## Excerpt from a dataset
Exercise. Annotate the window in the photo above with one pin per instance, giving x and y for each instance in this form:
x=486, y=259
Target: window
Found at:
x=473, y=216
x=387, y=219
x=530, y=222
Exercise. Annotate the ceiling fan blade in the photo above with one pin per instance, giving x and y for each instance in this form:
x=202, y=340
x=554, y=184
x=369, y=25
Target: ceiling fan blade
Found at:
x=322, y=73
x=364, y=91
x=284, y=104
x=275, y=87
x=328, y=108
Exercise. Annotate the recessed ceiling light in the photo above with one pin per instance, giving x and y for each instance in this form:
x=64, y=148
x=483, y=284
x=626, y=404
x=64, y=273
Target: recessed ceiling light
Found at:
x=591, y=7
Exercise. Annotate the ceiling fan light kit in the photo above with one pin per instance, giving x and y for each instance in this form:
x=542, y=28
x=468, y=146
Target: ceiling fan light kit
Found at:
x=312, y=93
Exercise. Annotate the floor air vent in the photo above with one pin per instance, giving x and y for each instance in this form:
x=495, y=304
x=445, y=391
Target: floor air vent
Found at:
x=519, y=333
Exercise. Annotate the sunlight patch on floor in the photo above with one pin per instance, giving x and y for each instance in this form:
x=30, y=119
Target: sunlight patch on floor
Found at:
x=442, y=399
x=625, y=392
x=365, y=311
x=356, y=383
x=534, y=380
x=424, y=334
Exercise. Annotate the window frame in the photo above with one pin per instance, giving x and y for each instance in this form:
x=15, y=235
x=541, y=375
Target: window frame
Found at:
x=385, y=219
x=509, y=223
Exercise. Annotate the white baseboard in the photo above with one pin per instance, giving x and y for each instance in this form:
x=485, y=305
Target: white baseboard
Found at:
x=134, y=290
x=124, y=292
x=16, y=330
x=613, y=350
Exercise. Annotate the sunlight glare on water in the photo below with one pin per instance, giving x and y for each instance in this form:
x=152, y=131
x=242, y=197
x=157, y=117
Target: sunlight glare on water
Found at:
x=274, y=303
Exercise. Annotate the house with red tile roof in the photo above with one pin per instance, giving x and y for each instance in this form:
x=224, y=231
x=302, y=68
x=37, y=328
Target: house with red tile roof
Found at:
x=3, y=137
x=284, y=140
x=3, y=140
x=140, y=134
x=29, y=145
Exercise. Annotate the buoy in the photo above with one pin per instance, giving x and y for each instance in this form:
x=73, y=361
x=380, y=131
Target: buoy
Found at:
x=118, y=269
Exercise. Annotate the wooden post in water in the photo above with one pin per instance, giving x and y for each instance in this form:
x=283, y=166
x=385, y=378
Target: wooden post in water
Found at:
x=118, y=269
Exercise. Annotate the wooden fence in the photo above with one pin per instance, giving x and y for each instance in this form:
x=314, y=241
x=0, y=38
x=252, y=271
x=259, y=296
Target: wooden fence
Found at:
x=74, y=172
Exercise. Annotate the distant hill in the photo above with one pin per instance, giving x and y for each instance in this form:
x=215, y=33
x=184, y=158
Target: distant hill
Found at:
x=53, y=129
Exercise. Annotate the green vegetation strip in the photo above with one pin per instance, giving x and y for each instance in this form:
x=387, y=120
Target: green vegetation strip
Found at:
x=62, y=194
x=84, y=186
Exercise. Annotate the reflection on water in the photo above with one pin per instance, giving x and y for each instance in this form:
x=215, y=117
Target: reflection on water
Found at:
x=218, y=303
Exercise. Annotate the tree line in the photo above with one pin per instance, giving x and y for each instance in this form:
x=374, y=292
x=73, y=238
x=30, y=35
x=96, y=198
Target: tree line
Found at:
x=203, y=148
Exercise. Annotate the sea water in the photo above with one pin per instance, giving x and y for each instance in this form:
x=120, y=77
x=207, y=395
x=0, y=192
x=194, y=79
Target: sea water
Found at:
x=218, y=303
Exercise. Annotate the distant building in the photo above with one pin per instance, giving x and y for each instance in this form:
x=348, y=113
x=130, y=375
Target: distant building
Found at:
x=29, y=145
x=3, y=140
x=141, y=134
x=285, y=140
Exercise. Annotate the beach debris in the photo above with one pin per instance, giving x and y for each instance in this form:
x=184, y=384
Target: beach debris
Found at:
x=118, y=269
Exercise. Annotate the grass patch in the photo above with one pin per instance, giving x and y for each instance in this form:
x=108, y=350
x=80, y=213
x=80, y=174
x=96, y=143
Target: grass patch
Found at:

## Challenge
Render each line of the material above as one string in a JSON list, leaving out blank lines.

## Solution for this problem
[
  "Exercise. Annotate the window in the photo above with one pin per instance, giving x and y for each instance in this form:",
  "x=486, y=259",
  "Target: window",
  "Found at:",
  "x=473, y=216",
  "x=387, y=219",
  "x=530, y=222",
  "Exercise. Annotate the ceiling fan blade in the photo above with one pin per instance, giving x and y for each instance in this form:",
  "x=202, y=340",
  "x=554, y=184",
  "x=369, y=25",
  "Target: ceiling fan blade",
  "Found at:",
  "x=322, y=73",
  "x=364, y=91",
  "x=284, y=104",
  "x=275, y=87",
  "x=328, y=108",
  "Exercise. Annotate the recessed ceiling light in the photo above with one pin per instance, giving x and y for each instance in this form:",
  "x=64, y=148",
  "x=483, y=284",
  "x=626, y=404",
  "x=64, y=273",
  "Target: recessed ceiling light",
  "Found at:",
  "x=591, y=7",
  "Exercise. Annotate the ceiling fan light kit in the photo above with one pin per instance, giving x and y for each instance in this form:",
  "x=542, y=28",
  "x=468, y=146",
  "Target: ceiling fan light kit",
  "Found at:",
  "x=312, y=93",
  "Exercise. Annotate the floor air vent in the photo above with one pin per instance, giving x and y for each instance in this form:",
  "x=495, y=304",
  "x=445, y=391",
  "Target: floor air vent",
  "Found at:",
  "x=519, y=333",
  "Exercise. Annotate the sunlight patch on floor in the photo above with one pin per instance, giving x and y for each instance in this form:",
  "x=30, y=119",
  "Target: sunlight patch on floor",
  "Found at:",
  "x=442, y=399",
  "x=625, y=392",
  "x=365, y=311",
  "x=356, y=383",
  "x=534, y=380",
  "x=424, y=334",
  "Exercise. Annotate the window frame in the photo above with one pin per instance, giving x and y for each instance in this form:",
  "x=15, y=235",
  "x=541, y=375",
  "Target: window frame",
  "Found at:",
  "x=385, y=219",
  "x=509, y=223",
  "Exercise. Annotate the white baseboard in the photo above with one pin per instance, giving x and y for each instance in this form:",
  "x=485, y=305",
  "Target: white baseboard",
  "Found at:",
  "x=134, y=290",
  "x=124, y=292",
  "x=16, y=330",
  "x=613, y=350",
  "Exercise. Annotate the sunlight glare on water in the photo below with one pin per instance, giving x and y for each instance in this form:",
  "x=152, y=131",
  "x=242, y=197",
  "x=157, y=117",
  "Target: sunlight glare on water",
  "Found at:",
  "x=274, y=303",
  "Exercise. Annotate the house with red tile roof in the photo above with one pin per instance, giving x and y for each instance in this form:",
  "x=224, y=231",
  "x=302, y=68",
  "x=37, y=328",
  "Target: house with red tile roof",
  "Found at:",
  "x=3, y=137",
  "x=284, y=140",
  "x=3, y=140",
  "x=140, y=134",
  "x=29, y=145",
  "Exercise. Annotate the buoy in the photo above with one pin per instance, giving x and y for each instance in this form:",
  "x=73, y=361",
  "x=380, y=131",
  "Target: buoy",
  "Found at:",
  "x=118, y=269",
  "Exercise. Annotate the wooden post in water in the photo above with one pin per instance, giving x and y for each instance in this form:",
  "x=283, y=166",
  "x=385, y=378",
  "Target: wooden post in water",
  "Found at:",
  "x=118, y=269",
  "Exercise. Annotate the wooden fence in the photo above with one pin per instance, giving x and y for each instance in this form:",
  "x=314, y=241",
  "x=0, y=38",
  "x=252, y=271",
  "x=259, y=296",
  "Target: wooden fence",
  "Found at:",
  "x=74, y=172",
  "Exercise. Annotate the distant hill in the photo above with one pin per instance, giving x and y for each instance in this form:",
  "x=215, y=33",
  "x=184, y=158",
  "Target: distant hill",
  "Found at:",
  "x=53, y=129",
  "Exercise. Annotate the green vegetation strip in the photo above with one pin per instance, giving x and y for each instance in this form:",
  "x=387, y=120",
  "Target: green vegetation strip",
  "Found at:",
  "x=62, y=194",
  "x=84, y=186",
  "Exercise. Annotate the reflection on water in the photo above with one pin per instance, giving x and y for each instance in this form:",
  "x=215, y=117",
  "Target: reflection on water",
  "Found at:",
  "x=218, y=303",
  "Exercise. Annotate the tree line in the photo above with one pin per instance, giving x and y for each instance in this form:",
  "x=374, y=292",
  "x=73, y=238",
  "x=30, y=35",
  "x=96, y=198",
  "Target: tree line",
  "Found at:",
  "x=203, y=148",
  "Exercise. Annotate the sea water in the photo above with one pin per instance, giving x and y for each instance in this form:",
  "x=120, y=77",
  "x=207, y=395",
  "x=0, y=192",
  "x=194, y=79",
  "Target: sea water",
  "Found at:",
  "x=218, y=303",
  "Exercise. Annotate the distant building in the photo above with one pin per instance, giving x and y for each instance in this form:",
  "x=348, y=113",
  "x=130, y=375",
  "Target: distant building",
  "Found at:",
  "x=29, y=145",
  "x=3, y=140",
  "x=141, y=134",
  "x=285, y=140",
  "Exercise. Annotate the beach debris in the photo above with one pin per instance, giving x and y for each instance in this form:",
  "x=184, y=384",
  "Target: beach debris",
  "Found at:",
  "x=118, y=269",
  "Exercise. Annotate the grass patch in the photo above with one pin per instance, giving x and y for each instance in this form:",
  "x=108, y=350",
  "x=80, y=213",
  "x=80, y=174",
  "x=96, y=143",
  "Target: grass patch",
  "Found at:"
]